Render the data between the line containing "Drop one point per instance of the car headlight." and the line containing "(1166, 292)", inclusive, as a two-column CSV with the headers "prompt" and "response". Each item takes one row, each field is enclosed in double quotation marks with line breaks replaced by spaces, and the pictures are omitted.

Begin Data extract

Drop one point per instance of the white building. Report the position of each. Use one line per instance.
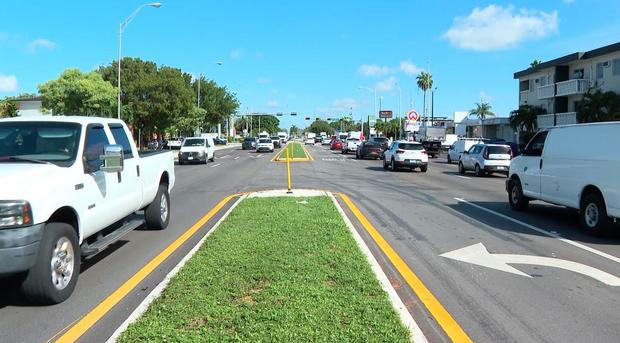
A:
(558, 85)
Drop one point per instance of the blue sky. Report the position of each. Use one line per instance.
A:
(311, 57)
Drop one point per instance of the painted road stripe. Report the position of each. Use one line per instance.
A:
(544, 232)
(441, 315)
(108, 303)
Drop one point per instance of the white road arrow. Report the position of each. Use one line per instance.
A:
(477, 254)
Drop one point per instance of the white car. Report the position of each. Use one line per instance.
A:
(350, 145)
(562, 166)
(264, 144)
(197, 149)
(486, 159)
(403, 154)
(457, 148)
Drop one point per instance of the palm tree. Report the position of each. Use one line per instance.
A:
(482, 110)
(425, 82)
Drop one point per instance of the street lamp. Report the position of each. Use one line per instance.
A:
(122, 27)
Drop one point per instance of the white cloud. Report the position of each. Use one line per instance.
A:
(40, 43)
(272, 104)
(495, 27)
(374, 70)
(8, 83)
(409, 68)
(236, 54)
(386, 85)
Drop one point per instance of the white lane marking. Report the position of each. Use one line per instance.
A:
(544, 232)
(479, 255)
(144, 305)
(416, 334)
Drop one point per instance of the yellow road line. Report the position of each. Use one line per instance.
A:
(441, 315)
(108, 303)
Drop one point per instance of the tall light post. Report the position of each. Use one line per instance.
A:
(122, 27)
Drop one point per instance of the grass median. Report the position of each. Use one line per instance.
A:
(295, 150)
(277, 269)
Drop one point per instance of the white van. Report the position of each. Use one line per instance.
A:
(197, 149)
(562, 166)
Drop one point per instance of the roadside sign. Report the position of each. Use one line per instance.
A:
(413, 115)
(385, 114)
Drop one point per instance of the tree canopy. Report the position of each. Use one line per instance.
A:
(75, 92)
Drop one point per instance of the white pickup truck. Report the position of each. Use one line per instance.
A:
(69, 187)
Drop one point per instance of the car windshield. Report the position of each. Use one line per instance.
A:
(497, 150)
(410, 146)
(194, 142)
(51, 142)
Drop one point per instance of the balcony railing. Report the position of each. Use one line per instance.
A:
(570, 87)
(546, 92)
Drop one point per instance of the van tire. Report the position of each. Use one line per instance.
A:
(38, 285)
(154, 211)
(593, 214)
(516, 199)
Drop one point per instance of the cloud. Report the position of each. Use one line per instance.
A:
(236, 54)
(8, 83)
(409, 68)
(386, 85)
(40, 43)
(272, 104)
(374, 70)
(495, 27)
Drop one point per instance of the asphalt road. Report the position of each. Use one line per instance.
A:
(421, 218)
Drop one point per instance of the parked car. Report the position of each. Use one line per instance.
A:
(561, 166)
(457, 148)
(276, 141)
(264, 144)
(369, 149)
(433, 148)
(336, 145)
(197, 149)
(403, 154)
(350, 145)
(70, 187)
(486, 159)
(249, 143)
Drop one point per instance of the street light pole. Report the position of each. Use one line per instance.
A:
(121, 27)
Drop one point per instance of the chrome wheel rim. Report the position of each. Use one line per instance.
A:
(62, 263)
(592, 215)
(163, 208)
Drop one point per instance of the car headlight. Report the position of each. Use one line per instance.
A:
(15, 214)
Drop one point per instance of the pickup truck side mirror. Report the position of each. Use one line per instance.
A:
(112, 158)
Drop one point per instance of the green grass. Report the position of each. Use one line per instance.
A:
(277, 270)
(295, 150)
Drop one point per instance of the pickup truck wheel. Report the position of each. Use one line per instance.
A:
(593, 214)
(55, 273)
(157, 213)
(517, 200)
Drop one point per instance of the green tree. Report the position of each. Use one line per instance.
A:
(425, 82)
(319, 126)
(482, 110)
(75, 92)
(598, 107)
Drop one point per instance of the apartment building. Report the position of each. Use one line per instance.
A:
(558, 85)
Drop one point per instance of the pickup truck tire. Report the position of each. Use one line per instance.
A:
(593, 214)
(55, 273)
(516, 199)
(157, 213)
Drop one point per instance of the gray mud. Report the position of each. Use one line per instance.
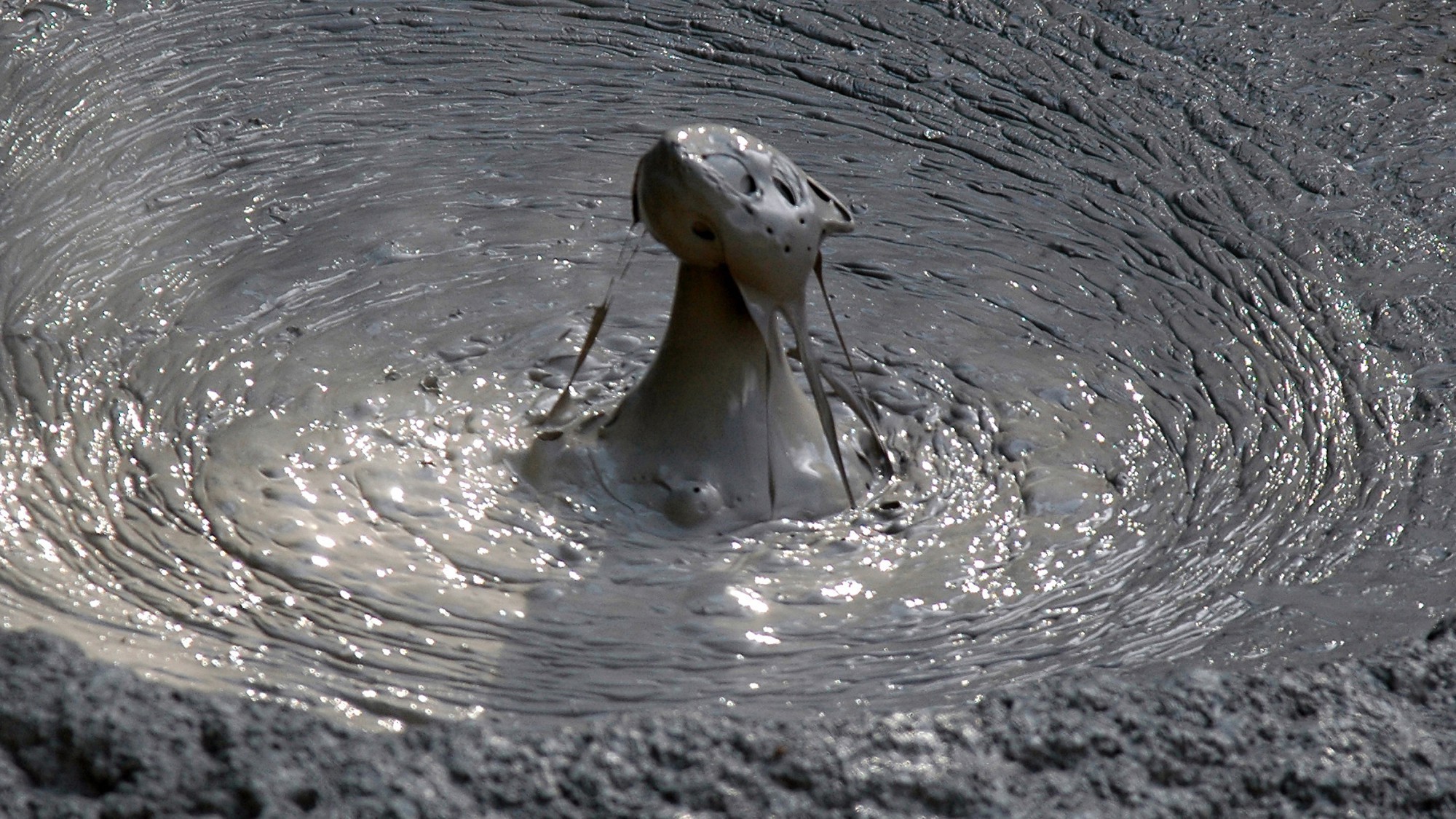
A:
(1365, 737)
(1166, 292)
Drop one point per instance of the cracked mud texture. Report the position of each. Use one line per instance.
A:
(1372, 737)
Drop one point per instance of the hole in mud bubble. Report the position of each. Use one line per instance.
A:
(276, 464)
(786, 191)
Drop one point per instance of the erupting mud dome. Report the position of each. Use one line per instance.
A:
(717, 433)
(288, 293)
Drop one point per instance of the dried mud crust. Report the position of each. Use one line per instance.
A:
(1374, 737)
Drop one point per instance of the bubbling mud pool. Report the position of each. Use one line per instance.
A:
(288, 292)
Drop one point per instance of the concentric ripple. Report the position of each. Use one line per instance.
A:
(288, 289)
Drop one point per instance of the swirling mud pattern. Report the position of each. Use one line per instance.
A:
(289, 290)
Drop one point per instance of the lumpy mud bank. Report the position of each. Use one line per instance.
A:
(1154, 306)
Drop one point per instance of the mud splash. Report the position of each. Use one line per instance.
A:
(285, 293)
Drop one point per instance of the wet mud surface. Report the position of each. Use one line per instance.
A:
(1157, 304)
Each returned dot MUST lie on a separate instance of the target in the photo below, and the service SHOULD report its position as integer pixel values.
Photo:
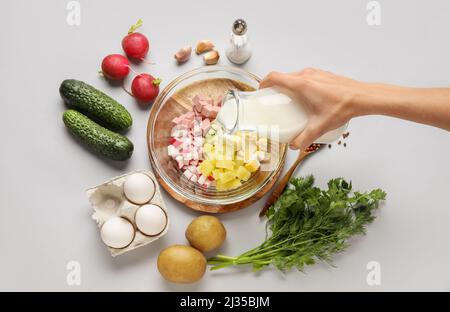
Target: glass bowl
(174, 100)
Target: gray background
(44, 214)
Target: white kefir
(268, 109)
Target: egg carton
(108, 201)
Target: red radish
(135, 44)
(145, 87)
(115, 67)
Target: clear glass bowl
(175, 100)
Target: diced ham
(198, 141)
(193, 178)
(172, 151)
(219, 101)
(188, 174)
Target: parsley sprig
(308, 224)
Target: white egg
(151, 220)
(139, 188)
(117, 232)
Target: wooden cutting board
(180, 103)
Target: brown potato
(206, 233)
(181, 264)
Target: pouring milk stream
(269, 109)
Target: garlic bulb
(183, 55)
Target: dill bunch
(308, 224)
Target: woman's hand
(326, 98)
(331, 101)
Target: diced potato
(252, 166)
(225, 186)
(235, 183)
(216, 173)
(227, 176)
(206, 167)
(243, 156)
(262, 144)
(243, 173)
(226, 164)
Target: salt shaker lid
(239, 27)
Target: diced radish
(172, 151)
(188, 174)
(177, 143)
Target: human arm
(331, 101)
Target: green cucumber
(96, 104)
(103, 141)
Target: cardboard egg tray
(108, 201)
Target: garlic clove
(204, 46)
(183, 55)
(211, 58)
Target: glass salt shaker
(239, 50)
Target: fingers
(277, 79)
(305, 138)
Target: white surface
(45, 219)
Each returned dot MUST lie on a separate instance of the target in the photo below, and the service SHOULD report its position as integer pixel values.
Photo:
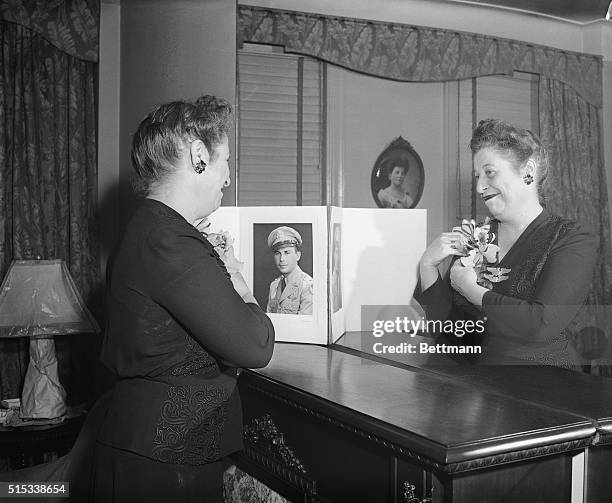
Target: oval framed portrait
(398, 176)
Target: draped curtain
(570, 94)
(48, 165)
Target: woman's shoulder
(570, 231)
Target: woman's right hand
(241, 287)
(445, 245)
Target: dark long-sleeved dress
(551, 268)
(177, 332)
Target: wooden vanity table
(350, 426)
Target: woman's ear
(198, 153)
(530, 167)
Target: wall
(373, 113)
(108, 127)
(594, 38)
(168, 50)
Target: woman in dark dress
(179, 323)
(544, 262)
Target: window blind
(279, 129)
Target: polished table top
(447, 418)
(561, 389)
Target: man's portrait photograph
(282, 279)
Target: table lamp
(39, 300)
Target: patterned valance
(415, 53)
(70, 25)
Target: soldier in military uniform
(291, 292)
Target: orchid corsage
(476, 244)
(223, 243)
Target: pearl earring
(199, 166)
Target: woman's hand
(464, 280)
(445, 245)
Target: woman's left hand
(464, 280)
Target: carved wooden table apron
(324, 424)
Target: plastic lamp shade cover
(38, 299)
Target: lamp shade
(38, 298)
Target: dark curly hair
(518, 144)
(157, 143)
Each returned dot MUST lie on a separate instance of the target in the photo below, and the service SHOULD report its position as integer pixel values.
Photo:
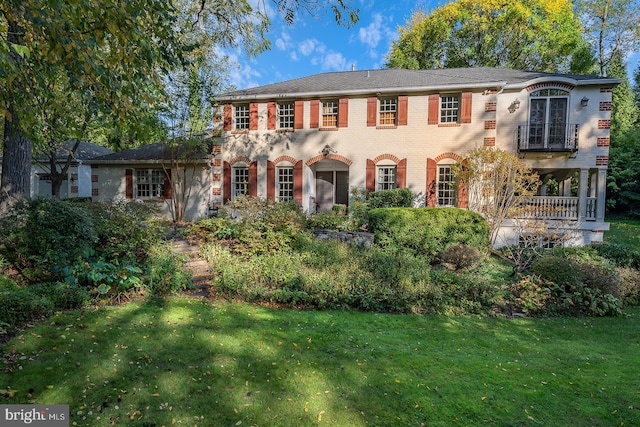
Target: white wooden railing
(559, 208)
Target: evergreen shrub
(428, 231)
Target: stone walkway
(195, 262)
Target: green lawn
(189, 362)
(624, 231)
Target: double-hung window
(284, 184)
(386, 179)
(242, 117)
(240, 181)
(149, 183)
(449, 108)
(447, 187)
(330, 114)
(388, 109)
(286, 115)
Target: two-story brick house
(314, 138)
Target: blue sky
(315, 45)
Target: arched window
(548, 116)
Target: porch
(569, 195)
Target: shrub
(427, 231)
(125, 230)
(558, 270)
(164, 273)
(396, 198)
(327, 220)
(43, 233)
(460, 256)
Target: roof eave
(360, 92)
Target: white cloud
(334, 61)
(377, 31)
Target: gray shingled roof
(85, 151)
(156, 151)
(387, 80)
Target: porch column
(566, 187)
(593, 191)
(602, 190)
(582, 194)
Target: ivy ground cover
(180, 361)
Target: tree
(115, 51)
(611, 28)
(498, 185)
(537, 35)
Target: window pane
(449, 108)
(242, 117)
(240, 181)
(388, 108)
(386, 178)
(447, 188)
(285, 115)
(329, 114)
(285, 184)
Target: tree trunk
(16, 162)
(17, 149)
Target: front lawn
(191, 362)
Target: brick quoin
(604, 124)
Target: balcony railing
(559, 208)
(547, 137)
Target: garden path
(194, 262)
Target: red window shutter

End Data extract

### Answer to the task
prompt,response
"Drop one point per instance of the car headlight. Report the position of each. Use one line per instance. A:","(15, 214)"
"Drop one point per instance of the pickup truck side mirror. Report the position of each. Use one line per instance. A:","(112, 158)"
"Drop one point per instance of the green grass. Report the position of each. Use one line per instance. A:","(277, 270) (295, 150)"
"Drop one point per instance of the pickup truck wheel. Report the position of each. Use one line per instance. A:","(593, 214) (55, 273) (157, 213) (517, 200)"
"Drop one point per instance of the green tree. Report the position of each. Use one line per instance. A:","(425, 82) (319, 126) (482, 110) (75, 92) (598, 107)"
"Drop one point per instance of the apartment building. Report the position of each. Use one line per instance. A:","(558, 85)"
"Drop one point per instance of the pickup truck tire. Report the position of each. Use one line per instance. A:","(593, 214) (55, 273) (516, 199) (157, 213)"
"Drop one point per instance of the gray mud. Report the position of each. Use one line per instance. A:","(1365, 737) (1166, 292)"